## Problem to work on
Please pick out every line in the data below that contains the word "cylindrical" and copy each one in full.

---

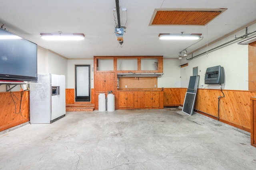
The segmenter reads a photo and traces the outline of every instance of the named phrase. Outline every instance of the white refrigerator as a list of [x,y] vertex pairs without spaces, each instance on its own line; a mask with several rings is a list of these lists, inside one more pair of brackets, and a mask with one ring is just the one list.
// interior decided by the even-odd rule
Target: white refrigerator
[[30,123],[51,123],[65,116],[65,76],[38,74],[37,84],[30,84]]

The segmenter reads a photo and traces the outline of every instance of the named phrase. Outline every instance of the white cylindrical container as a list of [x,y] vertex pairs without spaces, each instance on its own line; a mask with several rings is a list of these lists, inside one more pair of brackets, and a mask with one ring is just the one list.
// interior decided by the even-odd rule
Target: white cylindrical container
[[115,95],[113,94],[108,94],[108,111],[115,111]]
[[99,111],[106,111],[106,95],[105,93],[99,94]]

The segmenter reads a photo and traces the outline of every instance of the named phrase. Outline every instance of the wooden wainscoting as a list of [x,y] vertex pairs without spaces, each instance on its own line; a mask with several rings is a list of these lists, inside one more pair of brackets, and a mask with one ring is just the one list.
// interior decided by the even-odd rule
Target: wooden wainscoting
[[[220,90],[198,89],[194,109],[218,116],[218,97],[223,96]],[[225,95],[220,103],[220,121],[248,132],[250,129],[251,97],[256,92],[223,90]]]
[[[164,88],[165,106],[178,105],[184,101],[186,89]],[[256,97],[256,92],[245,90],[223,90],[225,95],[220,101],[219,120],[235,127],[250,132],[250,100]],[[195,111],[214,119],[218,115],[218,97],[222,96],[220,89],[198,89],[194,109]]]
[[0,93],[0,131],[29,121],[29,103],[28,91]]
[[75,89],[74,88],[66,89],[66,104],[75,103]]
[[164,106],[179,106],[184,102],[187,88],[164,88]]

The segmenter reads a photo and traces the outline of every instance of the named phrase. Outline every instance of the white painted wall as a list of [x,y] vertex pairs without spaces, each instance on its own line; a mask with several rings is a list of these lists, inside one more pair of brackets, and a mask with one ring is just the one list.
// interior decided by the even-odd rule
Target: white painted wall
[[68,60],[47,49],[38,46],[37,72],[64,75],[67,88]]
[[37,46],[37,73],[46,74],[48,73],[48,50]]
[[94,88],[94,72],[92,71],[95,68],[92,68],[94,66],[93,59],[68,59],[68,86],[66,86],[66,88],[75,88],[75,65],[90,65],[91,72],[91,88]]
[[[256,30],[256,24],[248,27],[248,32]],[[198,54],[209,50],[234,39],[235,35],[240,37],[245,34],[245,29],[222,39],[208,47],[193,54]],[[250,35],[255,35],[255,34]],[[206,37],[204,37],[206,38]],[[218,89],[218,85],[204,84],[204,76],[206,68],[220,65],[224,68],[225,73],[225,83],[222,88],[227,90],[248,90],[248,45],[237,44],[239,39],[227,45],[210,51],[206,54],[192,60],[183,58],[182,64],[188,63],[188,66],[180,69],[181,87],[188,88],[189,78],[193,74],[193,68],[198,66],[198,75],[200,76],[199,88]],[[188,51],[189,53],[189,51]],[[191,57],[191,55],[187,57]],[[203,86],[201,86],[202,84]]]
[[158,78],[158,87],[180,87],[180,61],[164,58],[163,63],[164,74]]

---

## Written answer
The segmenter reads a photo and traces the outline of every instance of the named phrase. Outline every instance of the white cylindrical container as a list of [x,y] vertex pairs without spaces, each instance on its own line; a mask with several rings is a list of these lists, inside one more pair of brackets, and a mask with one ring is just the one list.
Target: white cylindrical container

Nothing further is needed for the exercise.